## What needs to be done
Reproduce every one of the following lines word for word.

Source data
....

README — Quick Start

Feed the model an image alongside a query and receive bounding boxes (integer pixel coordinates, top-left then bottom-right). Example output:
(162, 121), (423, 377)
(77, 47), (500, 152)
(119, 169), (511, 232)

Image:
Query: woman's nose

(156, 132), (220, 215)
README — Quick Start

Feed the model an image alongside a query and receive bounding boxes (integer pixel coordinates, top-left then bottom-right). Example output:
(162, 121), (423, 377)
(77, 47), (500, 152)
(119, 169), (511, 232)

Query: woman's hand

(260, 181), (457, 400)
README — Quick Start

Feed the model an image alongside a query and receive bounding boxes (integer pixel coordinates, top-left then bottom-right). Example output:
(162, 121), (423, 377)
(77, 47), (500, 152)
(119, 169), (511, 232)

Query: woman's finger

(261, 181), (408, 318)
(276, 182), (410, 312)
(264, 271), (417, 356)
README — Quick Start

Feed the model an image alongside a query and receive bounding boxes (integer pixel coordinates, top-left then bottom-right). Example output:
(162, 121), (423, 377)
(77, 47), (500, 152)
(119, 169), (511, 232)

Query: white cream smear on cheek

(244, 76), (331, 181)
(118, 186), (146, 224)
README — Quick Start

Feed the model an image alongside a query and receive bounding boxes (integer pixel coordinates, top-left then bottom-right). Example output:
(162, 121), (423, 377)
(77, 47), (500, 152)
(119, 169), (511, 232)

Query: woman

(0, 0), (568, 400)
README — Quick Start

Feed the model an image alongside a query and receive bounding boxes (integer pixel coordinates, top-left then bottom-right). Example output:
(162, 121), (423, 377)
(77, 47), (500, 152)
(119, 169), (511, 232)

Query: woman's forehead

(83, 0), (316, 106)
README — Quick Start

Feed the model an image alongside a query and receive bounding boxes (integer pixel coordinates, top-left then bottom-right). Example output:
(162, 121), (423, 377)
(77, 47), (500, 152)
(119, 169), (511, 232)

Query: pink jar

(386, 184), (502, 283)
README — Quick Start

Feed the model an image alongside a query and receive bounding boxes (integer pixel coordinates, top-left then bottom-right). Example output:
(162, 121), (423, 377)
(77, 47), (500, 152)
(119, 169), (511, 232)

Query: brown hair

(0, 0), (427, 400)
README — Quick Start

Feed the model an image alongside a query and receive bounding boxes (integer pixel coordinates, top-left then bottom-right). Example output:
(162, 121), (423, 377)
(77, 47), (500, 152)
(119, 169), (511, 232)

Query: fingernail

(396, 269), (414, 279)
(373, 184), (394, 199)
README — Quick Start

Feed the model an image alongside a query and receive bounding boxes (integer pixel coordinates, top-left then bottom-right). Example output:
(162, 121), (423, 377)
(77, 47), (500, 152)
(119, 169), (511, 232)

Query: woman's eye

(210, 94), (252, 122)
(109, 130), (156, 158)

....

## Task response
README — Quick Start

Feed the model an image alongside a query and receive bounding boxes (integer pixel coordinates, top-left then bottom-right). Example output:
(162, 121), (423, 377)
(77, 47), (500, 152)
(119, 169), (511, 232)

Image:
Query: woman's nose

(156, 132), (220, 215)
README — Quick Start

Feed the model an image alongside a query and receive bounding boxes (integer pixel coordinates, top-left then bottom-right). Example output:
(162, 121), (423, 377)
(77, 47), (500, 152)
(119, 169), (511, 232)

Query: woman's hand

(260, 181), (457, 400)
README — Quick Start

Feed the model an image alongside a query and receive bounding boxes (integer pixel coordinates, top-left then bottom-right). Example output:
(162, 121), (423, 377)
(77, 47), (500, 152)
(119, 169), (511, 232)

Query: woman's finger

(261, 181), (408, 318)
(276, 182), (410, 312)
(264, 271), (417, 356)
README — Quick Start

Feed the model an image alongside a query and receive bounding boxes (integer pixel coordinates, top-left then bottom-right). Example output:
(162, 121), (423, 377)
(77, 47), (500, 152)
(119, 169), (511, 232)

Query: white cream smear on cheek

(244, 76), (331, 181)
(118, 186), (146, 224)
README — Quick Start

Feed the model an image alongside a query and receive bounding boxes (integer pixel coordinates, top-left then bottom-right). Example output:
(162, 121), (423, 377)
(77, 47), (500, 152)
(119, 169), (511, 232)

Query: woman

(0, 0), (568, 400)
README — Quick Start

Feed the model an image alongside a query and receive bounding boxes (integer pixel coordinates, top-left then bottom-right). Example output:
(162, 121), (423, 377)
(77, 47), (500, 152)
(119, 169), (511, 232)

Query: woman's forehead

(83, 0), (316, 106)
README — Quick Start

Feed the model an image alongside a query and receive bounding boxes (integer pixel coordinates, top-left then bottom-right). Example output:
(162, 121), (423, 377)
(77, 47), (500, 152)
(119, 169), (511, 232)

Query: pink jar

(386, 184), (502, 283)
README — Quick Start

Feed the model an image alongside a query and receive bounding boxes (integer pixel coordinates, top-left then bottom-right). Example output:
(162, 121), (423, 377)
(77, 47), (500, 152)
(119, 169), (511, 232)

Query: brown hair

(0, 0), (427, 400)
README — Quick Start

Feed the model an image alongside a query and receive bounding boxes (integer pixel coordinates, top-left then bottom-right). Example output:
(162, 121), (423, 377)
(77, 47), (500, 152)
(119, 169), (511, 232)

Query: fingernail

(396, 269), (414, 279)
(373, 184), (394, 199)
README — Quick Start

Feed the model an image alongside a query and receive bounding boxes (integer pixel coordinates, top-left then bottom-right). Example output:
(162, 121), (423, 377)
(77, 47), (500, 152)
(119, 169), (511, 232)

Query: woman's eye

(210, 94), (252, 122)
(109, 130), (156, 158)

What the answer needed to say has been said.